*TEXTO DE LECTURA*:
◆ ◆ ◆ ◆ ◆ ◆ ◆
Si tienes señal de entrada y señal de salida pero aun se sigue escuchando bajo entonces es la etapa de control de volumen, deberías verificar que el sistema de control de volumen funcione adecuadamente por lo general es un simple potenciómetro, deberías desoldarlo y medirlo con un tester poniendo el mismo en una escala adecuada a la que indique el potenciómetro, los valores deberían acercarse al indicado en el mismo, por ejemplo si es de 10k podría darte 9.65 k u 11k depende de la calidad de fabricación del mismo. El potenciómetro lo que hace es atenuar la señal de entrada o disminuirla, si te fijas bien suelen tener solo tres patas pero los hay con seis patas estos son dobles para manejar el volumen de cada canal Derecho e Izquierdo, pero además los hay con llave de encendido que también viene incluida en el mismo potenciómetro.
◆ ◆ ◆ ◆ ◆ ◆ ◆
*MATERIAL DEL EJERCICIO*:

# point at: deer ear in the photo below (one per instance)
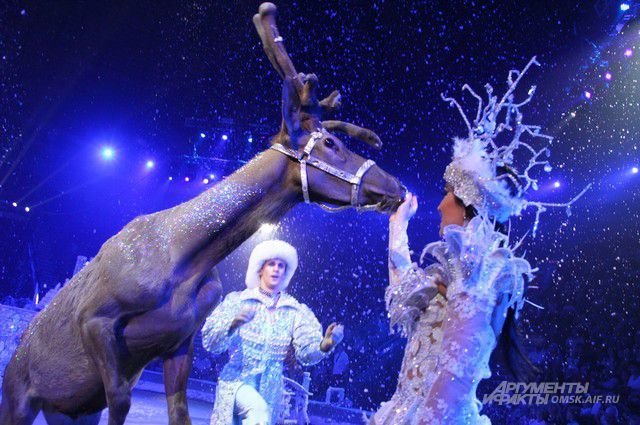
(291, 108)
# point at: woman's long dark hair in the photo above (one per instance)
(510, 349)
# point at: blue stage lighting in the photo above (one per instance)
(107, 153)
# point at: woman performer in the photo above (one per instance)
(457, 310)
(257, 327)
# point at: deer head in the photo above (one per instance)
(329, 172)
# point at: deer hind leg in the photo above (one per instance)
(55, 418)
(108, 353)
(19, 410)
(177, 367)
(18, 407)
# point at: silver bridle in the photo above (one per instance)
(305, 159)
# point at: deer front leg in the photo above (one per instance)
(102, 346)
(332, 102)
(177, 367)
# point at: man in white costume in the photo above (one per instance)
(257, 327)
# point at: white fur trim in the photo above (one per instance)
(266, 251)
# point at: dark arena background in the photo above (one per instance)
(111, 110)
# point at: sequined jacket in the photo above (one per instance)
(417, 309)
(257, 349)
(484, 278)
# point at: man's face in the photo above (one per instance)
(272, 274)
(451, 212)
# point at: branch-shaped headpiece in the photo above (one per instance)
(477, 159)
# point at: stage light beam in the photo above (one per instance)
(107, 153)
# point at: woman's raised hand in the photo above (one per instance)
(407, 209)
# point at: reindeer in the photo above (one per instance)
(151, 286)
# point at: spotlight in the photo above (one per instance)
(268, 227)
(107, 153)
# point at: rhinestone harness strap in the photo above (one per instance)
(305, 159)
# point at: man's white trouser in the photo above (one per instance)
(250, 407)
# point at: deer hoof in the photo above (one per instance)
(267, 9)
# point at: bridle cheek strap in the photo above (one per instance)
(305, 159)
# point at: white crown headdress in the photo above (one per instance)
(473, 172)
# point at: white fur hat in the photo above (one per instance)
(266, 251)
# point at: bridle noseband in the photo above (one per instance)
(305, 159)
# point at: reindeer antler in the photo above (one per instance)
(265, 23)
(304, 84)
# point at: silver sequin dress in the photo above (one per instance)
(415, 306)
(257, 350)
(484, 278)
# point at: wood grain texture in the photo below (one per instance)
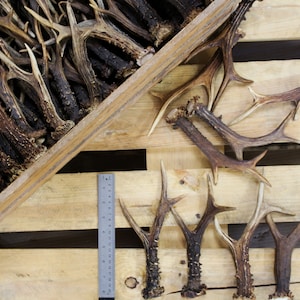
(72, 274)
(272, 20)
(64, 203)
(127, 94)
(269, 77)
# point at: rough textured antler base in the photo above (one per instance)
(128, 93)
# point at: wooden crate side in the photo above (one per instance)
(130, 130)
(72, 274)
(64, 203)
(195, 33)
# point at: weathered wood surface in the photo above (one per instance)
(131, 128)
(69, 201)
(72, 273)
(273, 20)
(127, 94)
(65, 203)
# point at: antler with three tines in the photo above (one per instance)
(180, 118)
(194, 287)
(150, 239)
(240, 248)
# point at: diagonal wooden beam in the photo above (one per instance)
(170, 56)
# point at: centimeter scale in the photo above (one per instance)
(106, 236)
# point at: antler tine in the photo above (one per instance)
(283, 259)
(260, 99)
(114, 12)
(204, 78)
(150, 239)
(178, 117)
(240, 248)
(105, 30)
(63, 31)
(236, 141)
(193, 238)
(226, 41)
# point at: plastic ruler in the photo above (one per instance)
(106, 236)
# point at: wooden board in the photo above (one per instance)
(69, 201)
(142, 80)
(72, 274)
(62, 203)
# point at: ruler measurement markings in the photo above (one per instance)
(106, 236)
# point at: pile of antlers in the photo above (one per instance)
(60, 59)
(239, 248)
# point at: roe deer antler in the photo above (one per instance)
(150, 239)
(179, 118)
(283, 259)
(193, 238)
(240, 248)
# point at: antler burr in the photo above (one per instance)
(240, 248)
(179, 118)
(150, 239)
(237, 141)
(194, 287)
(283, 258)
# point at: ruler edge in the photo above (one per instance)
(99, 176)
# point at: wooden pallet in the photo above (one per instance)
(69, 201)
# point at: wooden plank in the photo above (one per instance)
(65, 202)
(272, 20)
(188, 157)
(72, 274)
(128, 93)
(269, 77)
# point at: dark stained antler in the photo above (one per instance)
(82, 60)
(158, 30)
(225, 41)
(35, 80)
(193, 238)
(204, 78)
(188, 9)
(283, 258)
(12, 106)
(236, 141)
(260, 100)
(240, 248)
(25, 146)
(178, 117)
(150, 239)
(101, 28)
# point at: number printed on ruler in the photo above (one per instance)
(106, 235)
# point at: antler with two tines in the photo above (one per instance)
(194, 287)
(240, 248)
(150, 239)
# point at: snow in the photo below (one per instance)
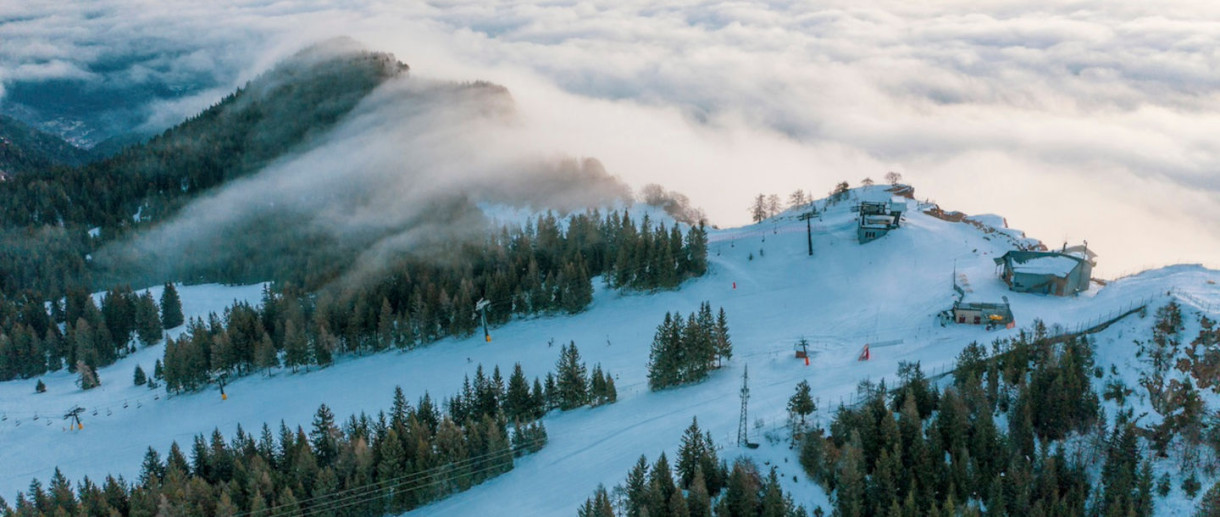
(1055, 265)
(843, 296)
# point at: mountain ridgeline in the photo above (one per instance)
(48, 210)
(25, 149)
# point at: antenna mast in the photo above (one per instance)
(482, 312)
(742, 426)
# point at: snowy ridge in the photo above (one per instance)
(842, 298)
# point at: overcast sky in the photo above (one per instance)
(1075, 120)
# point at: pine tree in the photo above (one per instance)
(171, 307)
(148, 320)
(295, 346)
(800, 404)
(265, 356)
(323, 435)
(691, 454)
(88, 377)
(517, 400)
(637, 488)
(571, 378)
(724, 343)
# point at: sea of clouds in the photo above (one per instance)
(1075, 120)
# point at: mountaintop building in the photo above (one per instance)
(1060, 273)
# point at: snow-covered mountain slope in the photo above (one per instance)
(843, 296)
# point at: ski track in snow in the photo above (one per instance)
(843, 296)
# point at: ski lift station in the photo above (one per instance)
(991, 315)
(1048, 272)
(879, 217)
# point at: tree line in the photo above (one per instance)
(367, 466)
(914, 450)
(46, 215)
(32, 342)
(699, 485)
(543, 267)
(685, 350)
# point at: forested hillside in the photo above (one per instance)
◆ ◆ ◆ ◆ ◆ ◆ ◆
*ENUNCIADO 1*: Pasa a una tabla Markdown las líneas del listado, desde la que contiene "# point at: tree" hasta la última del listado, ambas incluidas. Usa las columnas "N.º", con el número de fila, y "Línea", con la línea, y omite las líneas en blanco.
*ENUNCIADO 2*: Escribe la continuación del texto sobre el potenciómetro de control de volumen a partir de su última oración.

*RESPUESTA ESPERADA 1*:
| N.º | Línea |
|---|---|
| 1 | # point at: tree line in the photo above (one per instance) |
| 2 | (367, 466) |
| 3 | (914, 450) |
| 4 | (46, 215) |
| 5 | (32, 342) |
| 6 | (699, 485) |
| 7 | (543, 267) |
| 8 | (685, 350) |
| 9 | # point at: forested hillside in the photo above (one per instance) |

*RESPUESTA ESPERADA 2*:
La conexión del potenciómetro es muy simple una de las patas va a GND, generalmente se encuentra en cualquiera de sus extremos derecho o izquierdo, la pata del medio es de donde sale la señal atenuada o modificada en amplitud, y la otra pata es la que esta conectada a la señal de entrada, sabiendo esto identifica primero el GND de la placa, luego verifica que pata corresponde a GND, teniendo identificado el GND solo te quedan las dos patas que son las que llevan la señal de entrada, puedes conectar un pequeño parlante y verificar que la señal este presente, si es así entonces desueldas el potenciómetro y puenteas con un cable la pata que corresponde a la entrada de señal y la pata del medio del potenciómetro. Si el problema se encuentra aqui, al encender los parlantes deberían escucharse al máximo de volumen o al que corresponda en la PC o a la señal de entrada.

Despues de todo no quedan muchas mas verificaciones por realizar, recuerda que el IC tiene un 70% de probabilidades de que no funcione, el resto puede corresponde, a una alimentacion inadecuada, problemas en la señal de entrada o problemas en la estapa de control de volumen. Saludos.

Me olvide de mencionar que:
Cuando verifiques el voltaje en el IC desconectes el cable de audio por seguridad y además los cables del o conector que van a los parlantes, porque si te equivocas puedes quemarlos.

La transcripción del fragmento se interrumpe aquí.